• [Dataset entries]:
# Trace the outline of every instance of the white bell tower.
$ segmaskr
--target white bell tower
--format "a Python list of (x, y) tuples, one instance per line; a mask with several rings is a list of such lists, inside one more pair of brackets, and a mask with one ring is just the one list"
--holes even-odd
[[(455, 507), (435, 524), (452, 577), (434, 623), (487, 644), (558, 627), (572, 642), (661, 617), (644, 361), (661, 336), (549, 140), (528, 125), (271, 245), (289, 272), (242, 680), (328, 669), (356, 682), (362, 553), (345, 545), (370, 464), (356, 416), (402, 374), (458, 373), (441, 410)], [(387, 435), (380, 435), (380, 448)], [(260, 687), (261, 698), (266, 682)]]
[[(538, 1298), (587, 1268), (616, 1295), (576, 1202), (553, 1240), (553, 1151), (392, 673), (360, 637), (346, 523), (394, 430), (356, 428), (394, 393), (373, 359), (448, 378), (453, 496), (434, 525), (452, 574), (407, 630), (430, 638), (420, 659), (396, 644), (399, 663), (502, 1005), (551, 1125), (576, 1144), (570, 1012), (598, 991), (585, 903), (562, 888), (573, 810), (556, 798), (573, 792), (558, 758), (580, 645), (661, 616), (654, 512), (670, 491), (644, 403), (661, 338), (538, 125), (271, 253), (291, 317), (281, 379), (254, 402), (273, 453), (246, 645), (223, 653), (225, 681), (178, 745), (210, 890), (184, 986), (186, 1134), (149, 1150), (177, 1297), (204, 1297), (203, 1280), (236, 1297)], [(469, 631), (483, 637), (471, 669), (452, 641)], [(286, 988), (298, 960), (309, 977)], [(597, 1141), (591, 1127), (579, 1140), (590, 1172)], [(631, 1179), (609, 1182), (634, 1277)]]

• [What you are asked to do]: Can you swap "bell tower" for "clock tower" in the data from its start through the line holding "--holes even-odd", inclusive, and give those lines again with everything else unchanged?

• [Task output]:
# Trace the outline of every instance of the white clock tower.
$ segmaskr
--target white clock tower
--format "a Python list of (x, y) tuples, one instance per line; a mask with several rings is a list of such lists, inside one more pair of brackets, and a mask with one ring is just the one list"
--holes even-odd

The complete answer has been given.